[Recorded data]
--- begin ---

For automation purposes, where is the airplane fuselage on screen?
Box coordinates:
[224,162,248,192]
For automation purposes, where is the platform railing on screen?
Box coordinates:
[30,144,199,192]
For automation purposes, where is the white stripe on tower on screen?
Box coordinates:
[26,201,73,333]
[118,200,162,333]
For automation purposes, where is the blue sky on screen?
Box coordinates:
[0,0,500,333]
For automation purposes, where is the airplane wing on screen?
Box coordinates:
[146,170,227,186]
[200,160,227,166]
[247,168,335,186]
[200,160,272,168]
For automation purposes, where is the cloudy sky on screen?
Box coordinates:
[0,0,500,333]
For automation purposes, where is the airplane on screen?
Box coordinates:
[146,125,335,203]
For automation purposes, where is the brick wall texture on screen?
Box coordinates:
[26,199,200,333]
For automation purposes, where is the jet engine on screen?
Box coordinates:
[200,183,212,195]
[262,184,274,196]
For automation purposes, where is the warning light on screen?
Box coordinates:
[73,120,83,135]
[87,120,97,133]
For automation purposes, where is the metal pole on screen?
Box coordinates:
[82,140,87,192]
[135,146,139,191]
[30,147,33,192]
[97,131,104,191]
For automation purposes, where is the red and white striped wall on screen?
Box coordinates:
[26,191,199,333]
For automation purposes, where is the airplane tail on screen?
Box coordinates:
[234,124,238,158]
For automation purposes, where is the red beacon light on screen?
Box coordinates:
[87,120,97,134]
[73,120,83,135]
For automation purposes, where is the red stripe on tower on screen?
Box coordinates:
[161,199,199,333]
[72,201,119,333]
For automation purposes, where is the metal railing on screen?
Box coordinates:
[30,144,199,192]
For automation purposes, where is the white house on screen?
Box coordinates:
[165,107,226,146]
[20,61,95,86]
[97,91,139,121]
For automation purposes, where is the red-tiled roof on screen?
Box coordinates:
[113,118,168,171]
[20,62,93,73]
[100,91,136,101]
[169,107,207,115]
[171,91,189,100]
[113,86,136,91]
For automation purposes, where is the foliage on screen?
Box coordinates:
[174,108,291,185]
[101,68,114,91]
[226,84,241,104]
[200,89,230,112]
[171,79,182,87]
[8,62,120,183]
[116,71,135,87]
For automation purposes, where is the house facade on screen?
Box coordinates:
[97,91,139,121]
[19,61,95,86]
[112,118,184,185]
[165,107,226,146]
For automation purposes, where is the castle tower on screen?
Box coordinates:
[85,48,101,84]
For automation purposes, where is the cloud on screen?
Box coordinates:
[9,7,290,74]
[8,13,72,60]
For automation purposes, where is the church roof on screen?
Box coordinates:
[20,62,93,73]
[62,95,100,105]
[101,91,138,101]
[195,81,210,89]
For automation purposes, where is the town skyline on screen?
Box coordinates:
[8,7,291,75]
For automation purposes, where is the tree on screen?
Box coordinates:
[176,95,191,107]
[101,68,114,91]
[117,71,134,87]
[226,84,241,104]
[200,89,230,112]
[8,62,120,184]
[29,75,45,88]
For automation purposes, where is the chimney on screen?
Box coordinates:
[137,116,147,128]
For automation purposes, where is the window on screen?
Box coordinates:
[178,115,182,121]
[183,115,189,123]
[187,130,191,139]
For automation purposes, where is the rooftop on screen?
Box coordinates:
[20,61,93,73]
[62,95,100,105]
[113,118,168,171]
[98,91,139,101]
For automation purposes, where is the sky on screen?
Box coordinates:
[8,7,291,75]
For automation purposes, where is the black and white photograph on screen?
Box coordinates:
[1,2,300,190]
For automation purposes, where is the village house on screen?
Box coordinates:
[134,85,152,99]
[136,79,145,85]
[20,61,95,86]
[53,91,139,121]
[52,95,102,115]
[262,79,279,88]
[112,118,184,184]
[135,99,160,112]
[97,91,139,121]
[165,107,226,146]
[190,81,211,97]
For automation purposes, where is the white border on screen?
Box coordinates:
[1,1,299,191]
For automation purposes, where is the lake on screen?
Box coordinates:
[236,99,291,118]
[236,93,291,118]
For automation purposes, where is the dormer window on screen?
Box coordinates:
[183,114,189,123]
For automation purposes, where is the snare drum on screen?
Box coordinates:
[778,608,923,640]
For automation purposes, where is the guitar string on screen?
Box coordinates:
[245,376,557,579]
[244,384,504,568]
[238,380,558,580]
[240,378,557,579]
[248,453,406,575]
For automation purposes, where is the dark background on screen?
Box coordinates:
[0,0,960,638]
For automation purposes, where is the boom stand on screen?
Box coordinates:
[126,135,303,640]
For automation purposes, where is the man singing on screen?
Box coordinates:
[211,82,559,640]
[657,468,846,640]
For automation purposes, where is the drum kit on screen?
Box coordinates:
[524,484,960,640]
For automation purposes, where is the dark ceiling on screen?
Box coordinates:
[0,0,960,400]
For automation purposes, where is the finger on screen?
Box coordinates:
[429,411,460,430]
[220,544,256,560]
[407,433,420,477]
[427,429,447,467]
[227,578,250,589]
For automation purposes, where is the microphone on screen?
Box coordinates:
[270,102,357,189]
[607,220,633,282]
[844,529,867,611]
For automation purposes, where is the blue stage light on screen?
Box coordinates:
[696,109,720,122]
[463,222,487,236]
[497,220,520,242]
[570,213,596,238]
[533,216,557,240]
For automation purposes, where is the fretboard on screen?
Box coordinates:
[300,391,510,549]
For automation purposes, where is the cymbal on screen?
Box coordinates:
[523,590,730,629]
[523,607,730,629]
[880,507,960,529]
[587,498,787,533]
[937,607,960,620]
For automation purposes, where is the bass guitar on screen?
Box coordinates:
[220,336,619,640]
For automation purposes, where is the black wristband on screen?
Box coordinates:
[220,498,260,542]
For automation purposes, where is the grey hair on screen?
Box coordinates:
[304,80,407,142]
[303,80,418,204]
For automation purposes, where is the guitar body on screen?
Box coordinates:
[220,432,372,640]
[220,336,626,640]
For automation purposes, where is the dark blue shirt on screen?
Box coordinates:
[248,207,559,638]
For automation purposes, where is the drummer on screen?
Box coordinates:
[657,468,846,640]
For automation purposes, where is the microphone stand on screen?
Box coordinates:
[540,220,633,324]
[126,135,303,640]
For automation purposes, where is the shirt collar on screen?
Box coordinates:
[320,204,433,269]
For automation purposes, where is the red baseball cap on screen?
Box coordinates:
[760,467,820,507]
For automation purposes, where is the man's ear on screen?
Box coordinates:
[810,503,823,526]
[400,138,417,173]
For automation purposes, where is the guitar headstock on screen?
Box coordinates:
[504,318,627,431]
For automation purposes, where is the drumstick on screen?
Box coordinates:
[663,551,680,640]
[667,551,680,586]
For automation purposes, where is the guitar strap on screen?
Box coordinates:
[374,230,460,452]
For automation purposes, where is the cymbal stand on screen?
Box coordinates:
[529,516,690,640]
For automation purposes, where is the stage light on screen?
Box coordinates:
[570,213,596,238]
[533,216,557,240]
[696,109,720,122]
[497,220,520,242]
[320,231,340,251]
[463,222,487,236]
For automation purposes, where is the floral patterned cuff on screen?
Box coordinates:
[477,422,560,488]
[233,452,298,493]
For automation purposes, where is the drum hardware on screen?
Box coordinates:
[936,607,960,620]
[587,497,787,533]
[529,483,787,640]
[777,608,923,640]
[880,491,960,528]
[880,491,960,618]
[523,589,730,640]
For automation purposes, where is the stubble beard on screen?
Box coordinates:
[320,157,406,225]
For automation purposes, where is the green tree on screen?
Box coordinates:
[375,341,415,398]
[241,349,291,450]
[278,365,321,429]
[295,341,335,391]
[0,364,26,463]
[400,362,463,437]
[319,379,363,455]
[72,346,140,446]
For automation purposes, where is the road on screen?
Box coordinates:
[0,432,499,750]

--- end ---

Given problem – Format every line above as a JSON array of strings, with one string per line and no blank lines.

Solved problem –
[
  "For automation purposes, where is the airplane fuselage on screen?",
  "Box coordinates:",
  "[224,162,248,192]",
  "For automation purposes, where is the platform railing on screen?",
  "Box coordinates:",
  "[30,144,199,192]",
  "For automation purposes, where is the white stripe on tower on screen?",
  "Box coordinates:",
  "[26,201,73,333]",
  "[118,200,162,333]",
  "For automation purposes, where is the blue sky on screen?",
  "Box coordinates:",
  "[0,0,500,333]",
  "For automation purposes, where is the airplane wing on screen?",
  "Box coordinates:",
  "[146,170,227,186]",
  "[200,160,227,166]",
  "[247,168,335,186]",
  "[200,160,272,168]",
  "For automation purposes, where is the cloudy sky on screen?",
  "Box coordinates:",
  "[0,0,500,333]",
  "For automation purposes, where is the airplane on screen?",
  "Box coordinates:",
  "[146,125,335,203]",
  "For automation purposes, where is the brick wall texture on screen?",
  "Box coordinates:",
  "[26,199,200,333]",
  "For automation purposes, where is the jet engine on screen?",
  "Box coordinates:",
  "[200,183,212,195]",
  "[262,184,274,196]",
  "For automation purposes, where is the warning light on screen?",
  "Box coordinates:",
  "[73,120,83,135]",
  "[87,120,97,133]",
  "For automation purposes, where is the metal pole on screen?",
  "Box coordinates:",
  "[82,140,87,192]",
  "[135,146,139,191]",
  "[30,147,33,192]",
  "[97,131,104,191]",
  "For automation purposes, where is the red and white striped wall on screen?",
  "Box coordinates:",
  "[26,191,199,333]",
  "For automation purposes, where is the airplane tail on screen?",
  "Box coordinates:",
  "[234,124,238,158]",
  "For automation purposes, where is the red beacon light on screen?",
  "Box coordinates:",
  "[87,120,97,134]",
  "[73,120,83,135]",
  "For automation purposes, where is the red stripe on tower on screen?",
  "Box coordinates:",
  "[161,199,199,333]",
  "[72,201,119,333]",
  "For automation purposes, where is the metal railing on screen?",
  "Box coordinates:",
  "[30,144,199,192]",
  "For automation purposes, where is the white house on screen?",
  "Box coordinates:",
  "[165,107,226,146]",
  "[20,61,95,86]",
  "[97,91,139,121]",
  "For automation purposes, where is the red-tiled roof on screen?",
  "Box coordinates:",
  "[113,118,168,171]",
  "[20,62,93,73]",
  "[100,91,136,101]",
  "[169,107,207,115]",
  "[171,91,189,100]",
  "[113,86,136,91]",
  "For automation purposes, where is the foliage on screen?",
  "Box coordinates:",
  "[174,108,291,185]",
  "[101,68,114,91]",
  "[226,84,241,104]",
  "[200,89,230,112]",
  "[171,79,182,87]",
  "[8,62,120,183]",
  "[116,71,135,87]",
  "For automation purposes, where is the house facade on screen?",
  "Box coordinates:",
  "[97,91,139,121]",
  "[19,61,95,86]",
  "[112,118,184,185]",
  "[165,107,226,146]",
  "For automation purposes, where is the castle tower on screen?",
  "Box coordinates:",
  "[85,48,101,84]",
  "For automation purposes, where is the cloud on screen?",
  "Box coordinates:",
  "[9,7,290,74]",
  "[8,13,72,60]",
  "For automation purposes, where is the church roof on screen?",
  "Box coordinates:",
  "[20,62,93,73]",
  "[62,95,100,105]",
  "[101,91,138,101]",
  "[195,81,210,89]",
  "For automation purposes, where is the town skyline on screen?",
  "Box coordinates:",
  "[8,7,291,75]",
  "For automation purposes, where is the tree on screen?",
  "Box coordinates:",
  "[176,95,191,107]",
  "[101,68,114,91]",
  "[117,71,134,87]",
  "[226,84,241,104]",
  "[200,89,230,112]",
  "[8,62,120,184]",
  "[29,75,45,88]",
  "For automation purposes, where is the chimney on screen?",
  "Box coordinates:",
  "[137,116,147,128]",
  "For automation purposes, where is the window on screen?",
  "Box coordinates:",
  "[178,115,182,121]",
  "[183,115,189,123]",
  "[187,130,191,139]",
  "For automation purposes, where is the rooftop on screen?",
  "Box coordinates:",
  "[20,61,93,73]",
  "[62,95,100,105]",
  "[113,118,168,171]",
  "[98,91,139,101]",
  "For automation purposes, where is the sky on screen?",
  "Box coordinates:",
  "[8,7,291,75]",
  "For automation purposes, where is the black and white photograph on screen?",
  "Box coordinates:",
  "[1,2,300,190]",
  "For automation purposes, where is the village house on screen?",
  "Box coordinates:",
  "[134,85,152,99]",
  "[136,79,145,85]",
  "[20,61,95,86]",
  "[53,91,139,121]",
  "[52,95,102,115]",
  "[262,79,279,88]",
  "[112,118,184,184]",
  "[135,99,160,112]",
  "[97,91,139,121]",
  "[165,107,226,146]",
  "[190,81,211,97]",
  "For automation purposes, where is the white border on screen?",
  "Box coordinates:",
  "[1,1,299,191]",
  "For automation purposes, where is the lake on screen?",
  "Box coordinates:",
  "[236,99,291,118]",
  "[236,93,291,118]",
  "For automation purposes, where is the dormer window on screen?",
  "Box coordinates:",
  "[183,114,189,123]",
  "For automation purposes, where is the snare drum on screen?",
  "Box coordinates:",
  "[778,608,923,640]",
  "For automation purposes, where is the guitar string on screen?",
  "Box coordinates:",
  "[245,376,557,579]",
  "[244,384,504,568]",
  "[238,380,558,580]",
  "[240,378,557,579]",
  "[248,453,406,575]",
  "For automation purposes, where is the dark background on screen?",
  "Box coordinates:",
  "[0,0,960,638]",
  "For automation purposes, where is the boom stand on screen?",
  "Box coordinates:",
  "[126,135,303,640]",
  "For automation purposes, where is the man singing on screen?",
  "Box coordinates:",
  "[211,82,559,640]",
  "[657,468,846,640]",
  "For automation purposes, where is the drum kit on screen?",
  "Box coordinates:",
  "[524,484,960,640]",
  "For automation purposes, where is the dark ceiling on screen?",
  "Box coordinates:",
  "[0,0,960,400]",
  "For automation purposes, where is the finger on screen?",
  "Box coordinates:",
  "[429,411,460,430]",
  "[220,544,256,560]",
  "[407,433,420,477]",
  "[427,429,447,467]",
  "[227,578,250,589]",
  "For automation purposes, where is the microphone on screen?",
  "Box coordinates:",
  "[270,102,357,189]",
  "[607,220,633,282]",
  "[844,529,867,611]",
  "For automation purposes, where is the blue stage light on screen?",
  "Box coordinates:",
  "[696,109,720,122]",
  "[463,222,487,236]",
  "[497,220,520,242]",
  "[570,213,596,238]",
  "[533,216,557,240]",
  "For automation purposes, where is the fretboard on screen?",
  "Box coordinates:",
  "[300,391,510,549]",
  "For automation purposes, where is the cymbal on screen?",
  "Box coordinates:",
  "[523,590,730,629]",
  "[523,607,730,629]",
  "[880,507,960,529]",
  "[587,498,787,533]",
  "[937,607,960,620]",
  "For automation purposes, where is the bass guitar on screen?",
  "Box coordinates:",
  "[220,336,619,640]",
  "For automation purposes, where is the black wristband on screen?",
  "Box coordinates:",
  "[220,498,260,542]",
  "For automation purposes, where is the grey hair on screen?",
  "Box coordinates:",
  "[304,80,407,142]",
  "[303,80,418,204]",
  "For automation purposes, where is the guitar body on screen?",
  "Box coordinates:",
  "[220,432,372,640]",
  "[220,336,626,640]",
  "For automation purposes, where is the dark blue shirt on screen?",
  "Box coordinates:",
  "[248,207,559,638]",
  "For automation purposes, where is the drummer on screen?",
  "Box coordinates:",
  "[657,468,846,640]",
  "For automation purposes, where is the microphone stand on screen?",
  "Box coordinates:",
  "[540,220,633,324]",
  "[126,135,303,640]",
  "For automation purposes, where is the shirt collar on screen?",
  "Box coordinates:",
  "[320,204,433,269]",
  "For automation purposes, where is the red baseball cap on screen?",
  "Box coordinates:",
  "[760,467,820,507]",
  "For automation purposes, where is the man's ear on screen?",
  "Box coordinates:",
  "[810,503,823,526]",
  "[400,138,417,173]",
  "For automation purposes, where is the guitar headstock on screen?",
  "Box coordinates:",
  "[504,318,627,431]",
  "For automation purposes, where is the drumstick on screen?",
  "Box coordinates:",
  "[663,551,680,640]",
  "[667,551,680,586]",
  "For automation purposes, where is the guitar strap on screen?",
  "Box coordinates:",
  "[374,230,460,452]",
  "For automation purposes, where is the cymbal stand on screen?",
  "Box coordinates:",
  "[529,516,690,640]",
  "For automation purposes, where is the stage light on screen?",
  "Box coordinates:",
  "[570,213,596,238]",
  "[533,216,557,240]",
  "[696,109,720,122]",
  "[497,220,520,242]",
  "[320,231,340,251]",
  "[463,222,487,236]",
  "For automation purposes, where is the floral patterned cuff on screen?",
  "Box coordinates:",
  "[477,422,560,488]",
  "[233,452,298,493]",
  "For automation purposes, where is the drum hardware on screen?",
  "Box coordinates:",
  "[936,607,960,620]",
  "[587,497,787,533]",
  "[529,483,787,640]",
  "[777,608,923,640]",
  "[880,491,960,528]",
  "[880,491,960,618]",
  "[523,589,730,640]",
  "For automation purposes, where is the stubble beard on screen?",
  "Box coordinates:",
  "[320,157,406,225]",
  "For automation purposes, where is the green tree on screen?",
  "Box coordinates:",
  "[375,341,415,398]",
  "[241,349,291,450]",
  "[278,365,321,429]",
  "[295,341,335,391]",
  "[0,364,26,463]",
  "[400,362,463,437]",
  "[319,379,363,455]",
  "[72,346,140,446]",
  "For automation purposes, where is the road on screen?",
  "Box coordinates:",
  "[0,432,499,750]"
]